Given information Start Marker
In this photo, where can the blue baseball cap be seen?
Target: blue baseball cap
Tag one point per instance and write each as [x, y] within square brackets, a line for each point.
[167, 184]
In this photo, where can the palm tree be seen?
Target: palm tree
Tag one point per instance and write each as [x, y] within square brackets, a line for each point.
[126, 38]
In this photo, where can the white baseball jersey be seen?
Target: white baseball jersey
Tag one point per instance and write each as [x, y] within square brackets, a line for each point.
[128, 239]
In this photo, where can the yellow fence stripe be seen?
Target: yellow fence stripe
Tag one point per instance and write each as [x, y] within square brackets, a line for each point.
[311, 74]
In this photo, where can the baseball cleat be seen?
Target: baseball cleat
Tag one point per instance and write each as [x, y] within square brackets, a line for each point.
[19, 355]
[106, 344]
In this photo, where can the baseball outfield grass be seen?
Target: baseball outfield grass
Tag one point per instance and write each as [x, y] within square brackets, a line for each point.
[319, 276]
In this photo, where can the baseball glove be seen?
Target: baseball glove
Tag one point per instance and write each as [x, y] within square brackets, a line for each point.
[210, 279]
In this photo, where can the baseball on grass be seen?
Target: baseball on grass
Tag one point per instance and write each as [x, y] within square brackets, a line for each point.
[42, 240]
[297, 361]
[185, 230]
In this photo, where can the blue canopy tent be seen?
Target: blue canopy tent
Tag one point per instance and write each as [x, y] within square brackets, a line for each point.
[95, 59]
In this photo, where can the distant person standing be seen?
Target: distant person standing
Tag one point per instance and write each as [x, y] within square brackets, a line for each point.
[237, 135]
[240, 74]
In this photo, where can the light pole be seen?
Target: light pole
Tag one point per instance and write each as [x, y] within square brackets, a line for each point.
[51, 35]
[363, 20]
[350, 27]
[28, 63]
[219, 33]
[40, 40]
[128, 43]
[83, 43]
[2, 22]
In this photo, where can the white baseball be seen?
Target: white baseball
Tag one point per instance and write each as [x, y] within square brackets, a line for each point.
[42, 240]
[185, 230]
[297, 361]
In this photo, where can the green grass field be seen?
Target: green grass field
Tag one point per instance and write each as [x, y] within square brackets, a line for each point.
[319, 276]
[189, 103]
Given information End Marker
Your task is to find each line in the entries that contains the string "stripe" and copy it.

In this photo, where can the yellow fence stripe be seen?
Target: yellow fence stripe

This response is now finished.